━━ Extracted information
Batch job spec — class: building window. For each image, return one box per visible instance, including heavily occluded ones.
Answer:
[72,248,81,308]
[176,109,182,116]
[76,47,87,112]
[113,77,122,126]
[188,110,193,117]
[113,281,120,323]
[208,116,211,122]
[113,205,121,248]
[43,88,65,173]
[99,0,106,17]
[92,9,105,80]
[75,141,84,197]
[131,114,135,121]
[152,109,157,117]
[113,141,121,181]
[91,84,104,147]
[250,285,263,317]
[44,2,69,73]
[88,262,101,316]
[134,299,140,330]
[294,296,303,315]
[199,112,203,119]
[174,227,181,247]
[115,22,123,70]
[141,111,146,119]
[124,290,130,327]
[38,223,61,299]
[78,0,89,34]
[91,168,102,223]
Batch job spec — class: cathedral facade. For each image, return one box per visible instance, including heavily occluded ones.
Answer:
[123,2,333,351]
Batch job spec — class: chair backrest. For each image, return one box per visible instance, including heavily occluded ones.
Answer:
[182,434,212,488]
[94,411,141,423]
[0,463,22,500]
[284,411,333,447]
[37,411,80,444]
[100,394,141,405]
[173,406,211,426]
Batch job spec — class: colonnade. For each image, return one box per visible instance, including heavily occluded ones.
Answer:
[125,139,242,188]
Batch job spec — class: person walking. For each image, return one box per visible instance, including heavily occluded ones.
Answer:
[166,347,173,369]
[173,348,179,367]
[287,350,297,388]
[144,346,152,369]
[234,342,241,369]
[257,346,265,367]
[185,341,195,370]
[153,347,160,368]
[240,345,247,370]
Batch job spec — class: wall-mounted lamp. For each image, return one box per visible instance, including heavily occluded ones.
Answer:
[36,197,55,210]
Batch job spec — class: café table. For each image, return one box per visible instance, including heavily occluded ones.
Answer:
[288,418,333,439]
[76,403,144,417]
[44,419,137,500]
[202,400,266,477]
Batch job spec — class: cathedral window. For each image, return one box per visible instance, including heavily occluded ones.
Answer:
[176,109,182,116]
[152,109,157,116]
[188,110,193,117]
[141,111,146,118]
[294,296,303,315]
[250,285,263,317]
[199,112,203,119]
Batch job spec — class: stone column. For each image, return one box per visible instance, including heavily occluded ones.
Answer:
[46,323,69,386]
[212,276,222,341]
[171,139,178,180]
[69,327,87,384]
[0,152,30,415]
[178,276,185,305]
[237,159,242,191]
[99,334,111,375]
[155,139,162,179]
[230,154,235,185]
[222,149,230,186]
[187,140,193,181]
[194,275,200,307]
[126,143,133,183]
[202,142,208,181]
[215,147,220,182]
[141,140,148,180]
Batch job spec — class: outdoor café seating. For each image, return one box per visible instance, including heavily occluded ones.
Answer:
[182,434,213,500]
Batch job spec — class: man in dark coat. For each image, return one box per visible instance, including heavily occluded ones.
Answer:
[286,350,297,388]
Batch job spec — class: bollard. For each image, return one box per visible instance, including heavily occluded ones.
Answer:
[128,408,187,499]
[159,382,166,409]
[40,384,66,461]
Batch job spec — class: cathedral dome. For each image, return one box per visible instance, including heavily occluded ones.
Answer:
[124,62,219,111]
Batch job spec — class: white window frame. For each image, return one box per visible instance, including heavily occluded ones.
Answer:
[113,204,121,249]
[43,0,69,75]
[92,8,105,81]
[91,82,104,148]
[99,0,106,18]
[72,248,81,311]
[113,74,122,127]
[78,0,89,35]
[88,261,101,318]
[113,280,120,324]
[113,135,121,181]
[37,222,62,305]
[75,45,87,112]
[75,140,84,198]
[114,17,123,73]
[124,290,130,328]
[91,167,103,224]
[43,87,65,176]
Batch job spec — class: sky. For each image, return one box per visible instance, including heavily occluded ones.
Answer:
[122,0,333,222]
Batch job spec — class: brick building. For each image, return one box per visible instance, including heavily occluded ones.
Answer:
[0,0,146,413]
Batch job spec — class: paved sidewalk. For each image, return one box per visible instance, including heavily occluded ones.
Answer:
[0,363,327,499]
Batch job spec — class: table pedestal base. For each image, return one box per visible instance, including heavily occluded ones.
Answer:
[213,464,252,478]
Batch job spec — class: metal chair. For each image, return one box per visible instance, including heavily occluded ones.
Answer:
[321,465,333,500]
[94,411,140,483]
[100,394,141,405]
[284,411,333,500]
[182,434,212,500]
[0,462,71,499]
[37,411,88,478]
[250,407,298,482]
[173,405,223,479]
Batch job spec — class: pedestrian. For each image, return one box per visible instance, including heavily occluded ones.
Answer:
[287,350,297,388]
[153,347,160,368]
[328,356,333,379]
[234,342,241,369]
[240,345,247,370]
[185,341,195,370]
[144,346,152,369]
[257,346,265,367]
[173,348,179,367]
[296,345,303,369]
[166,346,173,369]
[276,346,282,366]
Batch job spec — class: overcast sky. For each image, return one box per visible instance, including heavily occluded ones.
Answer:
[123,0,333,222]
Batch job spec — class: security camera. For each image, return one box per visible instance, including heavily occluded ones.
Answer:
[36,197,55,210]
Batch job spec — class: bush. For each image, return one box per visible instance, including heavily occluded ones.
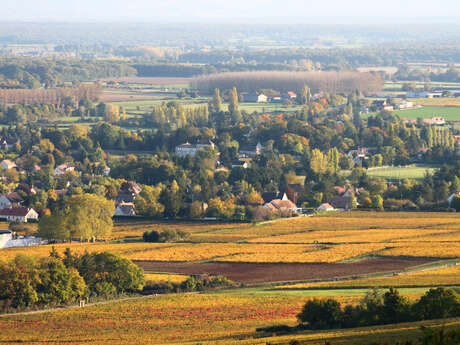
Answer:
[143,229,189,243]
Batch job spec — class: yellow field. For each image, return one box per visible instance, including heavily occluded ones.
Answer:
[1,213,460,265]
[409,97,460,106]
[277,264,460,289]
[145,273,189,284]
[0,292,458,345]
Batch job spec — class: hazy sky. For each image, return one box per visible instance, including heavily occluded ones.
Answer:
[3,0,460,23]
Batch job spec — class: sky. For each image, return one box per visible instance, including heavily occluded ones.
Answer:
[3,0,460,23]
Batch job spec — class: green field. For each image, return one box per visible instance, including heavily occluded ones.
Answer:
[366,165,438,181]
[394,106,460,121]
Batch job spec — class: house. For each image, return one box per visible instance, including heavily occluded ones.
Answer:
[318,203,335,212]
[175,140,215,157]
[282,92,297,100]
[0,192,24,209]
[114,202,136,217]
[1,159,17,170]
[120,181,142,195]
[263,199,298,213]
[243,94,268,103]
[239,142,263,158]
[231,160,249,169]
[262,191,289,204]
[54,164,75,175]
[0,207,39,222]
[113,192,135,204]
[394,100,414,110]
[330,195,353,210]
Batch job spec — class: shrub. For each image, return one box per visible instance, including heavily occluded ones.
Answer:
[297,298,343,329]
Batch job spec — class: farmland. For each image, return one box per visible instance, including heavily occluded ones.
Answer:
[1,212,459,344]
[1,212,460,283]
[0,292,458,345]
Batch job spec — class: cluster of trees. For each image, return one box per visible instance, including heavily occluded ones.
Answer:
[193,71,383,95]
[0,58,136,89]
[297,287,460,330]
[143,101,209,129]
[395,65,460,83]
[0,249,145,311]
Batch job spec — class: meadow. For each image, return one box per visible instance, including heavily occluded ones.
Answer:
[365,165,438,181]
[394,106,460,120]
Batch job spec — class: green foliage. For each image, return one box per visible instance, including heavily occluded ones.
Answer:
[297,298,343,329]
[143,229,189,243]
[74,251,145,296]
[38,194,115,241]
[296,287,460,331]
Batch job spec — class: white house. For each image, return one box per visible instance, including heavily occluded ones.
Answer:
[243,94,268,103]
[54,164,75,175]
[318,203,335,212]
[114,202,136,217]
[231,160,250,169]
[175,140,215,157]
[1,159,17,170]
[0,207,39,222]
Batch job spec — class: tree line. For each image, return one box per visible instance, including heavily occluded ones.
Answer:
[193,71,383,95]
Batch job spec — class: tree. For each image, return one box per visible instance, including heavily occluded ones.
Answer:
[0,255,39,309]
[65,194,115,241]
[228,87,241,123]
[371,195,384,210]
[413,287,460,320]
[75,252,145,295]
[211,88,222,113]
[297,298,343,329]
[38,194,115,241]
[36,258,86,305]
[134,185,164,217]
[381,287,411,324]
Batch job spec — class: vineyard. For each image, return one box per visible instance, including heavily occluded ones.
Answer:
[0,293,458,344]
[0,212,460,344]
[1,212,460,266]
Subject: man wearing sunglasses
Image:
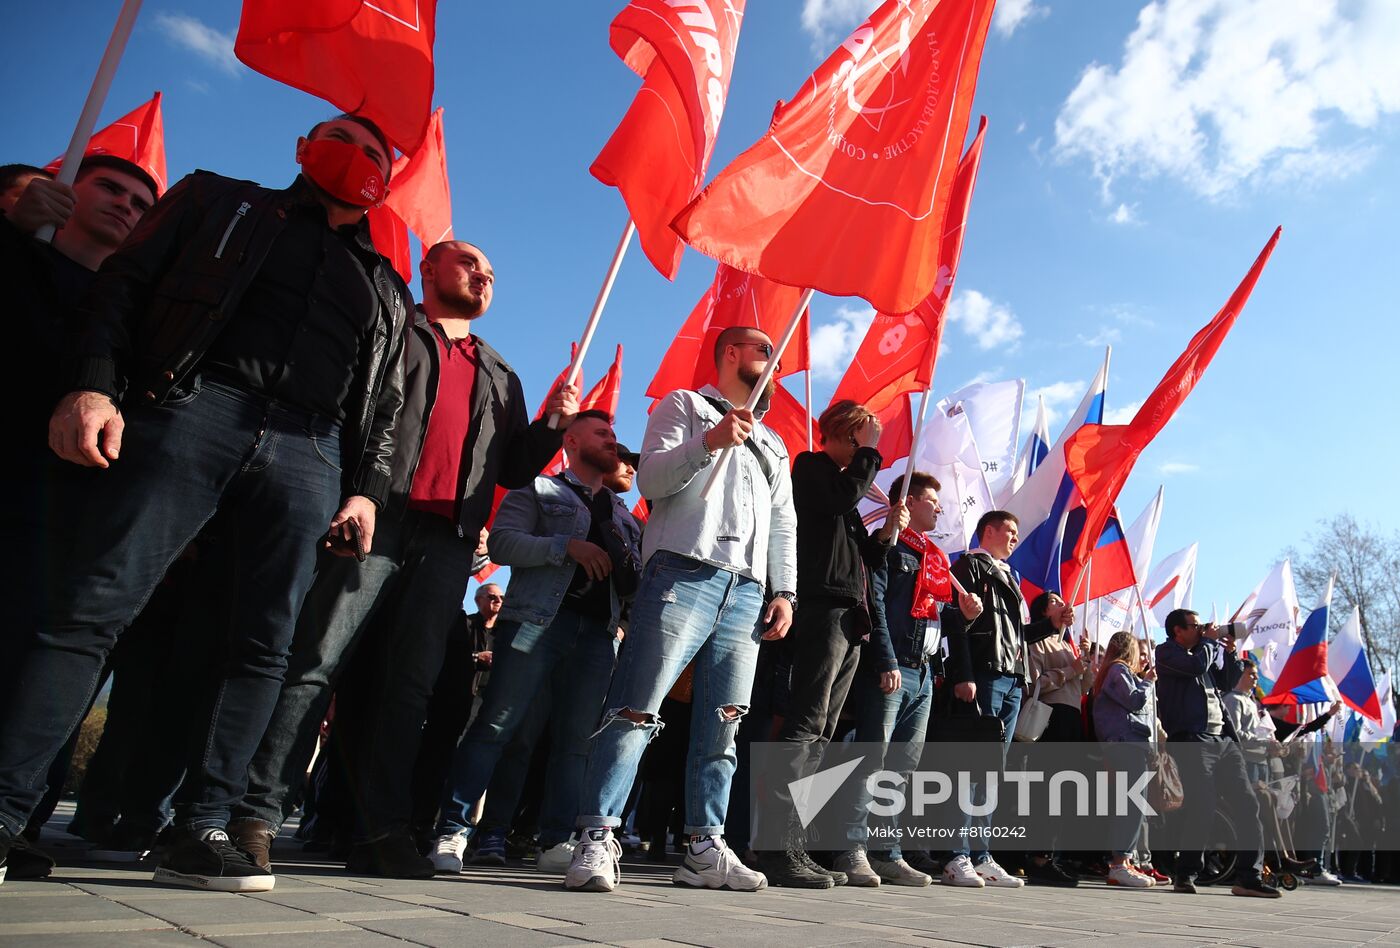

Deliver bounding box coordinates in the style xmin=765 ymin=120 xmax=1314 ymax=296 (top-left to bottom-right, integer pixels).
xmin=565 ymin=326 xmax=797 ymax=894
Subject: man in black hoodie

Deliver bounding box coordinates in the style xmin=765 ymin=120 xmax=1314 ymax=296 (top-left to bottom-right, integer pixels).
xmin=758 ymin=400 xmax=906 ymax=888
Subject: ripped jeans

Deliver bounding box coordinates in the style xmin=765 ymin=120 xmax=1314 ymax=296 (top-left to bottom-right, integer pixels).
xmin=577 ymin=551 xmax=765 ymax=837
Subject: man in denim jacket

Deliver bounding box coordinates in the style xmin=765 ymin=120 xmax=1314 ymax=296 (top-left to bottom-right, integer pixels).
xmin=427 ymin=411 xmax=641 ymax=873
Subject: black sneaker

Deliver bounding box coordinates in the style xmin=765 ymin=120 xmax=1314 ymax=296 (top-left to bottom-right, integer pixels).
xmin=801 ymin=852 xmax=848 ymax=886
xmin=1172 ymin=878 xmax=1198 ymax=894
xmin=904 ymin=850 xmax=943 ymax=876
xmin=2 ymin=826 xmax=55 ymax=883
xmin=346 ymin=833 xmax=435 ymax=879
xmin=153 ymin=827 xmax=275 ymax=893
xmin=758 ymin=850 xmax=834 ymax=889
xmin=1026 ymin=859 xmax=1079 ymax=887
xmin=1232 ymin=877 xmax=1283 ymax=898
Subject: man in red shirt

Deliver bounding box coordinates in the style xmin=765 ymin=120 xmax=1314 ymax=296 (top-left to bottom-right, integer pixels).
xmin=229 ymin=240 xmax=576 ymax=878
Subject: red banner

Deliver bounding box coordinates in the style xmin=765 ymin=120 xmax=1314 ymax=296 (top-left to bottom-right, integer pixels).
xmin=673 ymin=0 xmax=995 ymax=314
xmin=236 ymin=0 xmax=437 ymax=154
xmin=47 ymin=91 xmax=167 ymax=196
xmin=386 ymin=107 xmax=452 ymax=252
xmin=593 ymin=0 xmax=746 ymax=279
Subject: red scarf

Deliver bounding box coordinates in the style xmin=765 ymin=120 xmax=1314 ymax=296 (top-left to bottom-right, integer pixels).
xmin=900 ymin=529 xmax=952 ymax=618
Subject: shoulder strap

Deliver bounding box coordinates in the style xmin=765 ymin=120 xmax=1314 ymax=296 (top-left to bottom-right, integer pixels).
xmin=700 ymin=394 xmax=776 ymax=488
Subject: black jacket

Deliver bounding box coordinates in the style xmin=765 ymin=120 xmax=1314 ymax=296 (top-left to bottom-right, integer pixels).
xmin=791 ymin=447 xmax=893 ymax=602
xmin=392 ymin=311 xmax=563 ymax=539
xmin=67 ymin=171 xmax=410 ymax=507
xmin=1155 ymin=637 xmax=1241 ymax=739
xmin=940 ymin=551 xmax=1051 ymax=683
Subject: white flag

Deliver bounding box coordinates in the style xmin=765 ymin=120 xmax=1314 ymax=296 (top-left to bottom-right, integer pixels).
xmin=1004 ymin=394 xmax=1049 ymax=505
xmin=936 ymin=379 xmax=1023 ymax=506
xmin=1144 ymin=542 xmax=1198 ymax=626
xmin=1240 ymin=559 xmax=1300 ymax=684
xmin=1359 ymin=672 xmax=1395 ymax=742
xmin=1093 ymin=488 xmax=1165 ymax=633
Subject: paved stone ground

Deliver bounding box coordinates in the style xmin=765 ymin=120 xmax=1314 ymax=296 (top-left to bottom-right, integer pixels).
xmin=4 ymin=806 xmax=1399 ymax=947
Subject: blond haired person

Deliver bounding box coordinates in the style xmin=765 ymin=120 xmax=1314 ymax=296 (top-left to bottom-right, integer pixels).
xmin=1091 ymin=631 xmax=1157 ymax=888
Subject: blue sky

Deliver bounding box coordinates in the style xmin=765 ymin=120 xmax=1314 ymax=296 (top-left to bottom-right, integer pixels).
xmin=4 ymin=0 xmax=1397 ymax=616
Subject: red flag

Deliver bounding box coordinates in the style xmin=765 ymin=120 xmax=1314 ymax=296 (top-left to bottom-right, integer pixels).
xmin=759 ymin=383 xmax=816 ymax=469
xmin=386 ymin=107 xmax=453 ymax=251
xmin=235 ymin=0 xmax=437 ymax=154
xmin=646 ymin=263 xmax=809 ymax=399
xmin=1065 ymin=228 xmax=1282 ymax=569
xmin=631 ymin=497 xmax=650 ymax=526
xmin=47 ymin=91 xmax=167 ymax=196
xmin=830 ymin=118 xmax=986 ymax=414
xmin=536 ymin=344 xmax=626 ymax=477
xmin=873 ymin=395 xmax=914 ymax=466
xmin=366 ymin=205 xmax=413 ymax=283
xmin=592 ymin=0 xmax=746 ymax=279
xmin=673 ymin=0 xmax=995 ymax=314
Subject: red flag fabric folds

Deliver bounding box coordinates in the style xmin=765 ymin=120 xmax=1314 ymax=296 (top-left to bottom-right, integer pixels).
xmin=646 ymin=263 xmax=809 ymax=398
xmin=830 ymin=118 xmax=986 ymax=414
xmin=1065 ymin=228 xmax=1282 ymax=570
xmin=673 ymin=0 xmax=995 ymax=313
xmin=759 ymin=383 xmax=816 ymax=469
xmin=592 ymin=0 xmax=746 ymax=279
xmin=386 ymin=107 xmax=453 ymax=251
xmin=235 ymin=0 xmax=437 ymax=154
xmin=47 ymin=91 xmax=167 ymax=196
xmin=366 ymin=205 xmax=413 ymax=283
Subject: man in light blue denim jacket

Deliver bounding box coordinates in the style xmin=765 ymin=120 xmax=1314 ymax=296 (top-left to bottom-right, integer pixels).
xmin=566 ymin=326 xmax=798 ymax=895
xmin=427 ymin=411 xmax=641 ymax=874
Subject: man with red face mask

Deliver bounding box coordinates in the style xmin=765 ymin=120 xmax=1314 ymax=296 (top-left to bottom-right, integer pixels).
xmin=0 ymin=115 xmax=426 ymax=894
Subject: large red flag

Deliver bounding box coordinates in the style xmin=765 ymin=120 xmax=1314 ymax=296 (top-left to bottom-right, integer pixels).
xmin=366 ymin=205 xmax=413 ymax=283
xmin=235 ymin=0 xmax=437 ymax=154
xmin=758 ymin=383 xmax=816 ymax=469
xmin=1065 ymin=228 xmax=1282 ymax=569
xmin=673 ymin=0 xmax=995 ymax=314
xmin=829 ymin=118 xmax=986 ymax=414
xmin=47 ymin=91 xmax=167 ymax=196
xmin=386 ymin=107 xmax=453 ymax=251
xmin=647 ymin=263 xmax=809 ymax=398
xmin=592 ymin=0 xmax=746 ymax=279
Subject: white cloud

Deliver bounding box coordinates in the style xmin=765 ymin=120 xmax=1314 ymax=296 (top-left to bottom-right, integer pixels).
xmin=155 ymin=12 xmax=240 ymax=75
xmin=1104 ymin=399 xmax=1144 ymax=425
xmin=1109 ymin=202 xmax=1139 ymax=225
xmin=993 ymin=0 xmax=1049 ymax=38
xmin=799 ymin=0 xmax=880 ymax=47
xmin=947 ymin=289 xmax=1024 ymax=351
xmin=809 ymin=304 xmax=876 ymax=381
xmin=1159 ymin=460 xmax=1200 ymax=476
xmin=1076 ymin=326 xmax=1121 ymax=348
xmin=1023 ymin=379 xmax=1086 ymax=432
xmin=1054 ymin=0 xmax=1400 ymax=199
━━━━
**Work to complete**
With the line holding "Subject: man in black hoodie" as the first and the line holding "Subject: ripped jeans" as the last, please transcribe exactly the lines of the material above in that range and nothing else.

**Task result**
Subject: man in black hoodie

Deliver bounding box coordinates in the style xmin=765 ymin=120 xmax=1314 ymax=296 (top-left to bottom-right, integer pixels).
xmin=758 ymin=400 xmax=906 ymax=888
Subject: ripped jeans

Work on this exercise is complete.